**ASSIGNMENT**. In the data that follows, count every line holding the string "grass" and give the count alone.

Natural language region descriptions:

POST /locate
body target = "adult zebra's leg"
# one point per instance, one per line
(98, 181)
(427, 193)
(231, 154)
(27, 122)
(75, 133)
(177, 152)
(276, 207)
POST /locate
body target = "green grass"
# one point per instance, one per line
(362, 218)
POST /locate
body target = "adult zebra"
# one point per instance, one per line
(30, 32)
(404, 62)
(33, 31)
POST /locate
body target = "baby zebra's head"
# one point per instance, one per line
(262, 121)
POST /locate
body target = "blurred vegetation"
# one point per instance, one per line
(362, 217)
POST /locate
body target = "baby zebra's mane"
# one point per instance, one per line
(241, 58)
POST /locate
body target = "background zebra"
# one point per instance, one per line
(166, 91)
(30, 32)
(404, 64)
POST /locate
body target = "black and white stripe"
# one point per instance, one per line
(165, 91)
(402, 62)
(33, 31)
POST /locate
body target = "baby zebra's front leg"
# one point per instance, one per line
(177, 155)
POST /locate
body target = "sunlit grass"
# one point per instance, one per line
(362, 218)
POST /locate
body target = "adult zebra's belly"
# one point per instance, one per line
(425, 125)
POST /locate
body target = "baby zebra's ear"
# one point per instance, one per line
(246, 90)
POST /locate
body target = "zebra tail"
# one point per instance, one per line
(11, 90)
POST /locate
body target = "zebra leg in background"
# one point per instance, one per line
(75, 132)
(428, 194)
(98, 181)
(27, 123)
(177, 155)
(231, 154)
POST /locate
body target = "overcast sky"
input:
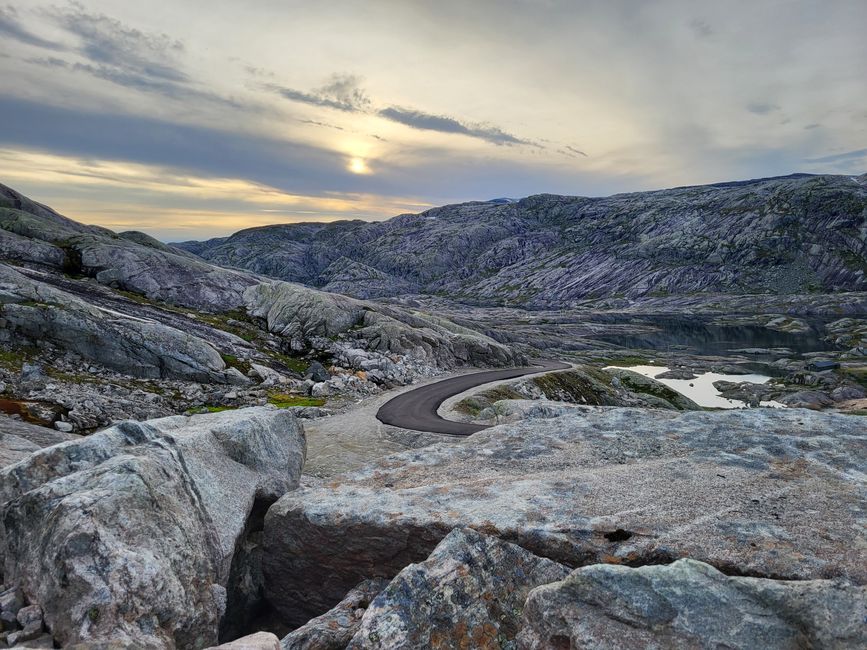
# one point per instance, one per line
(195, 118)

**RESPONSE BELOW**. 2